# What to produce:
Count the lines in the data below that contain the string "floral". Reply with the number alone.

Saved entries
= = = = = = =

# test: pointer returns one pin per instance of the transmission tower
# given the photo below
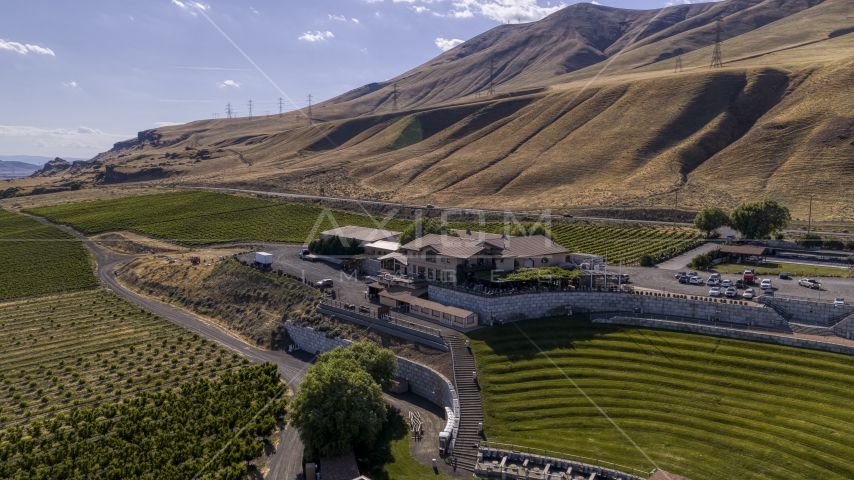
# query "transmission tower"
(491, 77)
(309, 107)
(394, 96)
(717, 58)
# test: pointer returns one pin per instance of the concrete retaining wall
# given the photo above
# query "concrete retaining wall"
(730, 333)
(811, 312)
(539, 305)
(423, 381)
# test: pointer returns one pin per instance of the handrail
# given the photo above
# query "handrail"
(532, 450)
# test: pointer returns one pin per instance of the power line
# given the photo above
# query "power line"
(491, 77)
(717, 57)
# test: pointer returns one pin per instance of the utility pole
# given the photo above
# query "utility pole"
(717, 57)
(394, 96)
(809, 223)
(491, 77)
(309, 108)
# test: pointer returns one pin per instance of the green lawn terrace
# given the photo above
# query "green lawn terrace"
(702, 407)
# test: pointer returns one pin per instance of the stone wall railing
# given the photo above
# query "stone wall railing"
(423, 381)
(730, 333)
(539, 305)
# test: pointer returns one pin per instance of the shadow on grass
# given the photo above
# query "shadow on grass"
(554, 333)
(372, 459)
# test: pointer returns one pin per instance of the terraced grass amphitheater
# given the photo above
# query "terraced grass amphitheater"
(703, 407)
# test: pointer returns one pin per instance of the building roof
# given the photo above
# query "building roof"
(744, 249)
(472, 244)
(339, 468)
(384, 245)
(362, 234)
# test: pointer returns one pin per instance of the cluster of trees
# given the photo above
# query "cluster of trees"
(755, 220)
(335, 246)
(340, 404)
(205, 429)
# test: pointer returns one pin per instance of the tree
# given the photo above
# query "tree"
(420, 228)
(710, 219)
(380, 363)
(338, 406)
(758, 220)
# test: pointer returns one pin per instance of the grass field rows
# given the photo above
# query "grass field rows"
(205, 218)
(78, 349)
(702, 407)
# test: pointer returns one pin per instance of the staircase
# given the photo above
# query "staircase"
(471, 411)
(812, 330)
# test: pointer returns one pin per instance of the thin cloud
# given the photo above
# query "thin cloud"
(25, 48)
(316, 36)
(446, 44)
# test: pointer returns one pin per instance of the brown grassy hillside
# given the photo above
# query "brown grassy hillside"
(777, 121)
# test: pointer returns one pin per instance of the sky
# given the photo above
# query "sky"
(76, 77)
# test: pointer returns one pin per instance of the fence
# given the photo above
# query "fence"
(565, 456)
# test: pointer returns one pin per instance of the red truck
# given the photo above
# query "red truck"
(749, 276)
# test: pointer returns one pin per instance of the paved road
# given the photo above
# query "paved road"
(474, 211)
(286, 462)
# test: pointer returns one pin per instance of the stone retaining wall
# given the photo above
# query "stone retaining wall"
(423, 381)
(539, 305)
(729, 333)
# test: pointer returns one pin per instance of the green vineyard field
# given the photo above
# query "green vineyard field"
(36, 259)
(205, 218)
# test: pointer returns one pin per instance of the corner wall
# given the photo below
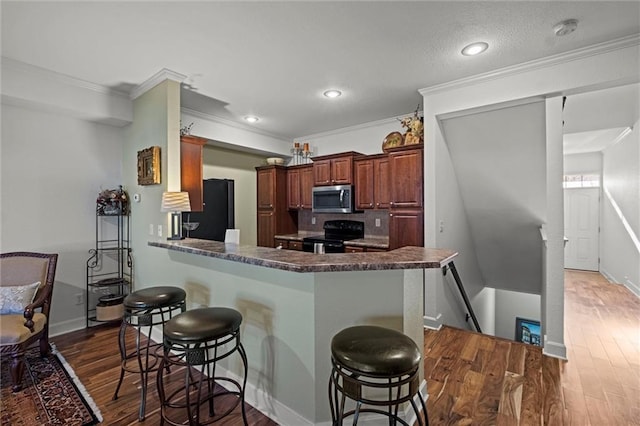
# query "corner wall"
(620, 222)
(53, 166)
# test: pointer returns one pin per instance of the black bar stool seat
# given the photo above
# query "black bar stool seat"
(366, 359)
(196, 340)
(144, 309)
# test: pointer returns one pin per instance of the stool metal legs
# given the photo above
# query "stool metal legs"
(199, 388)
(345, 383)
(144, 357)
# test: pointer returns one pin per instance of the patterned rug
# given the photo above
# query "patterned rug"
(51, 394)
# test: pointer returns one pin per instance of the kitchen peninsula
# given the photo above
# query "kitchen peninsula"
(294, 302)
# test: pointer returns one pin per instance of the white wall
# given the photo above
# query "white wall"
(220, 163)
(620, 222)
(53, 166)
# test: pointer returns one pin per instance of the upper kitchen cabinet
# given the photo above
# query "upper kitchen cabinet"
(336, 169)
(273, 216)
(371, 182)
(191, 169)
(299, 187)
(405, 169)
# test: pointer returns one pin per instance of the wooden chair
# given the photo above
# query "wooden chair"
(24, 307)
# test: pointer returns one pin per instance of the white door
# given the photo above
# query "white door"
(581, 227)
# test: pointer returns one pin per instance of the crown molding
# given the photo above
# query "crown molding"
(356, 127)
(154, 80)
(64, 79)
(231, 123)
(549, 61)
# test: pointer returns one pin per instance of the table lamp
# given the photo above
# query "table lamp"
(175, 203)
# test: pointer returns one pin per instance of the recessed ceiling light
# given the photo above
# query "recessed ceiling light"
(565, 27)
(332, 93)
(475, 48)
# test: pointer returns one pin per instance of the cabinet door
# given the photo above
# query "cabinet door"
(266, 188)
(266, 228)
(406, 228)
(306, 187)
(406, 178)
(322, 172)
(191, 169)
(363, 183)
(293, 189)
(341, 171)
(381, 180)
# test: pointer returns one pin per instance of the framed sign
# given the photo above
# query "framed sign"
(149, 166)
(527, 331)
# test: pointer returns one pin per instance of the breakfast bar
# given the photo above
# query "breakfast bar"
(293, 303)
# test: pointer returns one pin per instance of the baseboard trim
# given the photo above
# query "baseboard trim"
(554, 349)
(67, 326)
(432, 323)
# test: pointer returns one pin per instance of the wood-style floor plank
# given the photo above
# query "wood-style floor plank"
(509, 383)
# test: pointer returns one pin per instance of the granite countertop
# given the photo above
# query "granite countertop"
(298, 261)
(374, 242)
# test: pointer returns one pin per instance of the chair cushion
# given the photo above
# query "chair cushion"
(13, 299)
(155, 297)
(13, 331)
(376, 351)
(202, 324)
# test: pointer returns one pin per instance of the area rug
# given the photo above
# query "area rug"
(51, 394)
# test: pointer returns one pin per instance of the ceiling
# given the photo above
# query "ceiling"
(275, 59)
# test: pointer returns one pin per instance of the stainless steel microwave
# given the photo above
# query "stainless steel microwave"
(332, 199)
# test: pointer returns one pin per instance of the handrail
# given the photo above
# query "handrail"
(467, 303)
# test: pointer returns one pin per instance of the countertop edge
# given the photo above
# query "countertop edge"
(403, 258)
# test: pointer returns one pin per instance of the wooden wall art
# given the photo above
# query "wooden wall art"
(149, 166)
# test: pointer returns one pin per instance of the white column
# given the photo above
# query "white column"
(553, 285)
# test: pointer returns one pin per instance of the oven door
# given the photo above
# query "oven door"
(329, 246)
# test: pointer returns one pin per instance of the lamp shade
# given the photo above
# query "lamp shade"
(175, 202)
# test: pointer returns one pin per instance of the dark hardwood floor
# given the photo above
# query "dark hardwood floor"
(473, 379)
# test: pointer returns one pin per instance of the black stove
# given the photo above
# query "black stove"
(336, 232)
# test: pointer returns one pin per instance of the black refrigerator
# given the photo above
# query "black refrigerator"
(218, 211)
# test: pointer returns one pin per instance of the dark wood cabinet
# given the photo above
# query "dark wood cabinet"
(191, 169)
(405, 169)
(273, 216)
(371, 182)
(299, 187)
(334, 169)
(406, 219)
(406, 228)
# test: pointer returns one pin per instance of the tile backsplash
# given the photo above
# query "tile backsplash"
(368, 217)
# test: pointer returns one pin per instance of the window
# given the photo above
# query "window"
(581, 181)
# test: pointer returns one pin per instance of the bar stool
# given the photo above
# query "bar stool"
(144, 309)
(196, 340)
(366, 359)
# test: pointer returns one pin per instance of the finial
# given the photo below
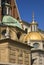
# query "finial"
(33, 16)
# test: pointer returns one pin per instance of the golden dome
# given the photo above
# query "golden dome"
(33, 36)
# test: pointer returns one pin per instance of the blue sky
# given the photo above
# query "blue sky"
(27, 7)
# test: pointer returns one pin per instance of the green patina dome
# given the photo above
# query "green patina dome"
(10, 21)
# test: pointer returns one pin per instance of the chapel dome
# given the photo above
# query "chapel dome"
(10, 21)
(33, 36)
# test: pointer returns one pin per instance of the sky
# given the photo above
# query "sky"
(26, 9)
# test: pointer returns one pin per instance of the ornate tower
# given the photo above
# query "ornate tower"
(9, 7)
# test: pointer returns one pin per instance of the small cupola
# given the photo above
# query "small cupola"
(33, 24)
(6, 8)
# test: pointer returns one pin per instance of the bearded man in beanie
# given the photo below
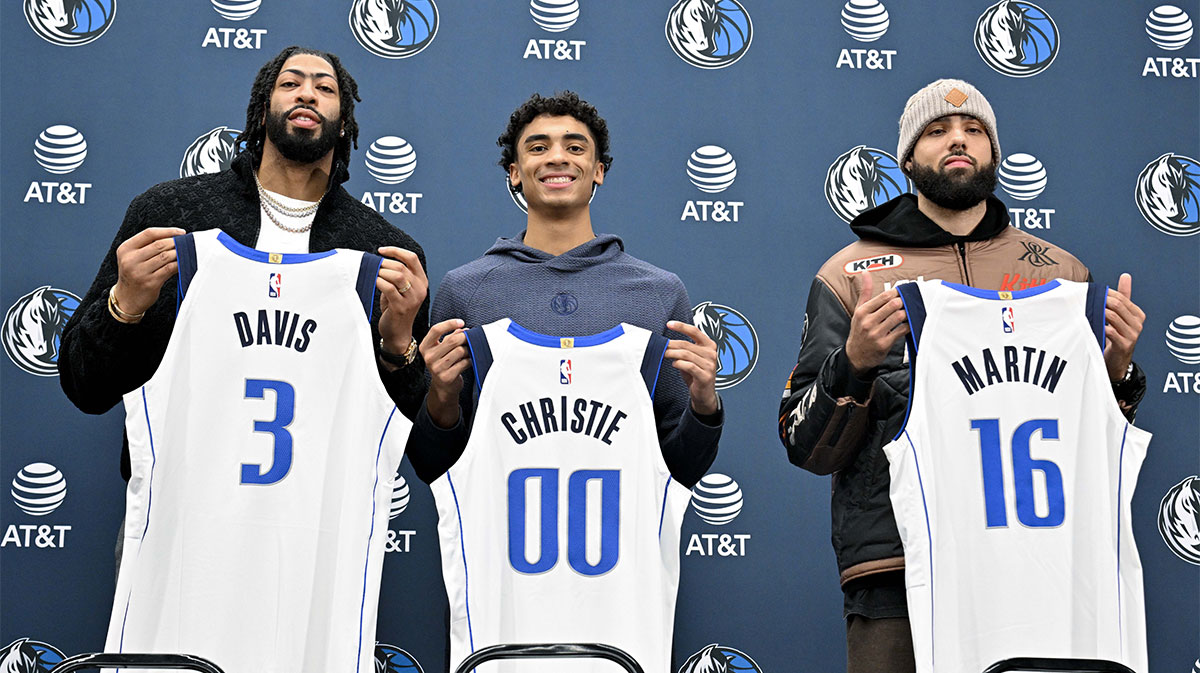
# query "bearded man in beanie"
(847, 395)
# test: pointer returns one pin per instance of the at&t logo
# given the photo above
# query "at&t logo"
(60, 149)
(863, 179)
(391, 160)
(1183, 342)
(33, 329)
(29, 656)
(390, 659)
(1017, 38)
(399, 540)
(1024, 178)
(209, 152)
(39, 488)
(70, 23)
(718, 500)
(1179, 520)
(712, 170)
(394, 29)
(720, 659)
(1169, 194)
(709, 34)
(1170, 28)
(865, 20)
(555, 16)
(235, 37)
(737, 342)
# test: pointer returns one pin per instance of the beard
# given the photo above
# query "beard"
(951, 188)
(301, 145)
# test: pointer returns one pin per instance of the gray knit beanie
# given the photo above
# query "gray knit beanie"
(940, 98)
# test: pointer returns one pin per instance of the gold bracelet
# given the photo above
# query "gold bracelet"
(121, 316)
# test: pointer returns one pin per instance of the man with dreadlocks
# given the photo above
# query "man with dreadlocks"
(558, 277)
(282, 193)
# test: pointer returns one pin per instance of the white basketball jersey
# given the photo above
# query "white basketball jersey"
(1012, 481)
(263, 454)
(561, 522)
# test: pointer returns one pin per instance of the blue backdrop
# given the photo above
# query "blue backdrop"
(1098, 116)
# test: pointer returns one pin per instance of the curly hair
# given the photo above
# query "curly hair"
(255, 133)
(564, 103)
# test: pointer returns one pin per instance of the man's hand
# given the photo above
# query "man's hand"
(402, 289)
(144, 262)
(1122, 326)
(696, 361)
(447, 358)
(876, 324)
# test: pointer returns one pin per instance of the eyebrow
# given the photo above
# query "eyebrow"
(543, 137)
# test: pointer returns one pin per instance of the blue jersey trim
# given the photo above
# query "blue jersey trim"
(265, 257)
(535, 338)
(466, 580)
(480, 355)
(1097, 301)
(366, 565)
(995, 294)
(652, 361)
(929, 535)
(664, 512)
(369, 270)
(185, 257)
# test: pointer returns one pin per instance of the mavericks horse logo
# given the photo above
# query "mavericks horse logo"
(211, 152)
(29, 656)
(863, 179)
(1179, 520)
(737, 342)
(1169, 194)
(709, 34)
(1017, 38)
(719, 659)
(394, 29)
(70, 23)
(33, 330)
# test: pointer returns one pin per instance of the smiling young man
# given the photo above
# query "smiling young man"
(849, 391)
(282, 193)
(559, 277)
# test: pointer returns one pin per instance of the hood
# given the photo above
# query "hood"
(899, 222)
(599, 250)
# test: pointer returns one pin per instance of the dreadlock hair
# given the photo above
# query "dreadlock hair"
(564, 103)
(255, 133)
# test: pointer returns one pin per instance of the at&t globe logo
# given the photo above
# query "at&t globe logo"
(1169, 194)
(737, 342)
(1179, 520)
(33, 329)
(29, 656)
(863, 179)
(390, 659)
(391, 160)
(210, 152)
(70, 23)
(1017, 38)
(709, 34)
(39, 488)
(719, 659)
(394, 29)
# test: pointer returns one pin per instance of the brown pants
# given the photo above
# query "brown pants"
(879, 646)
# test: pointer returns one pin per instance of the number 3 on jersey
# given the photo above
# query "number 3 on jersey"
(576, 520)
(1024, 467)
(285, 410)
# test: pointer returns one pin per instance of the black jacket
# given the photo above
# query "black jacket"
(101, 359)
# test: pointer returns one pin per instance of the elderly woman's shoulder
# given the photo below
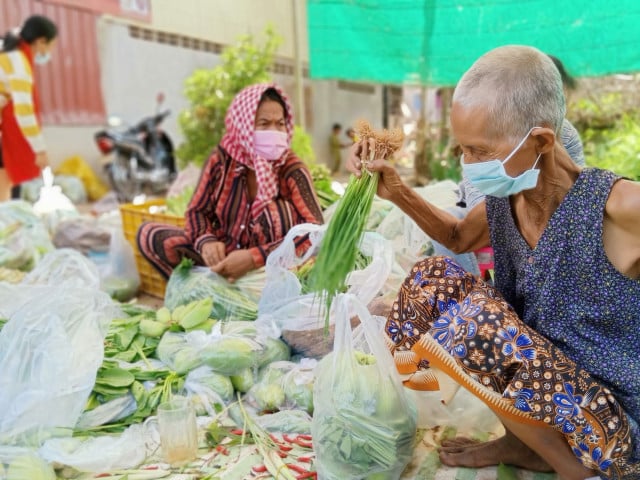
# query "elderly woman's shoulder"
(624, 199)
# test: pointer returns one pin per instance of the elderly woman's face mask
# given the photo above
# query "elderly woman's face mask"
(270, 136)
(491, 178)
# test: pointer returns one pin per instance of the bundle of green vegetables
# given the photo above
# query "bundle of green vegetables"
(177, 204)
(188, 283)
(285, 385)
(127, 369)
(362, 428)
(339, 248)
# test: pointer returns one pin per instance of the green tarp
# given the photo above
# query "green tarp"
(435, 41)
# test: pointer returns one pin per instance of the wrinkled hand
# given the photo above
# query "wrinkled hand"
(42, 160)
(389, 183)
(213, 253)
(235, 265)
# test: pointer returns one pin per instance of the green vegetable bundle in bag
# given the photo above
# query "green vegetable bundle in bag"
(188, 283)
(364, 424)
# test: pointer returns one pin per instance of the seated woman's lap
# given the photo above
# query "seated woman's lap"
(164, 246)
(443, 312)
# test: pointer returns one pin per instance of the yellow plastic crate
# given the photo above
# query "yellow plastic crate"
(133, 216)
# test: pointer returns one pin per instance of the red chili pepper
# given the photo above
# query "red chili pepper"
(297, 468)
(222, 449)
(303, 444)
(287, 438)
(307, 476)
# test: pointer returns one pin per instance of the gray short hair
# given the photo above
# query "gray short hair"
(519, 86)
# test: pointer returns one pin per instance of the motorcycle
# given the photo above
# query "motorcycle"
(141, 156)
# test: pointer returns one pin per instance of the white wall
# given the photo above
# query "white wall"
(224, 21)
(134, 71)
(69, 141)
(334, 105)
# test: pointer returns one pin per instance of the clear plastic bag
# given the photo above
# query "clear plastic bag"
(364, 423)
(100, 454)
(283, 306)
(50, 351)
(64, 266)
(23, 236)
(120, 278)
(288, 384)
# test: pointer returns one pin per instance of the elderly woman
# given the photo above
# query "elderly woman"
(553, 348)
(251, 192)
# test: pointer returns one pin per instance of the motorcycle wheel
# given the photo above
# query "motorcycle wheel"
(122, 178)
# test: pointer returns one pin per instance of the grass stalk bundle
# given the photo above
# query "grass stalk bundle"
(340, 245)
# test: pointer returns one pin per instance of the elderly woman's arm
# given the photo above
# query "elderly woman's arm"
(621, 228)
(201, 223)
(458, 235)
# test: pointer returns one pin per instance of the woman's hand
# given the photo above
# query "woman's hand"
(390, 183)
(213, 253)
(235, 265)
(42, 160)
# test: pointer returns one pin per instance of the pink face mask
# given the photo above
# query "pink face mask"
(270, 144)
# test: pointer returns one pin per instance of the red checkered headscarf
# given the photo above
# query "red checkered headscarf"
(238, 140)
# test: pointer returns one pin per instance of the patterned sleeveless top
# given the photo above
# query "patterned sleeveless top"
(566, 289)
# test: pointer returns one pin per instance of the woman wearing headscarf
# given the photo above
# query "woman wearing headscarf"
(251, 191)
(23, 151)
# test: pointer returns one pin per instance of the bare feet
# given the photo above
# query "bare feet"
(464, 452)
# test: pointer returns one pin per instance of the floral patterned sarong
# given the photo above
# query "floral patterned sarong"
(447, 320)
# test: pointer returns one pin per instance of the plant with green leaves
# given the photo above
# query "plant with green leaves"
(210, 92)
(615, 148)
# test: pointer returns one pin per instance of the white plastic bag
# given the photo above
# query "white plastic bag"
(23, 236)
(50, 351)
(99, 454)
(283, 306)
(364, 423)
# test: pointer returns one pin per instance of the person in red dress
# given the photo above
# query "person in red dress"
(24, 151)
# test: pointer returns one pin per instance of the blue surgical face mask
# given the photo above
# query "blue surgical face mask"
(42, 58)
(491, 178)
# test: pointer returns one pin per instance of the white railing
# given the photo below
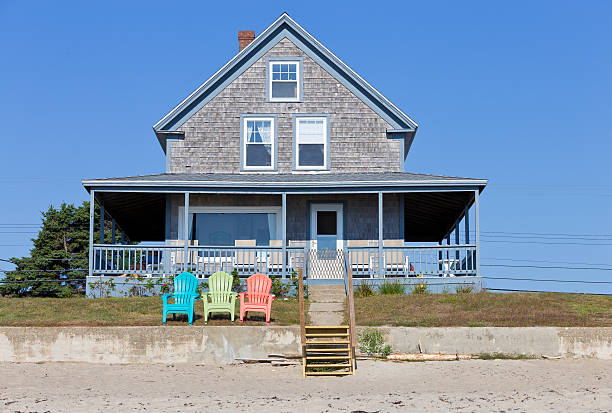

= = = = = = =

# Task response:
2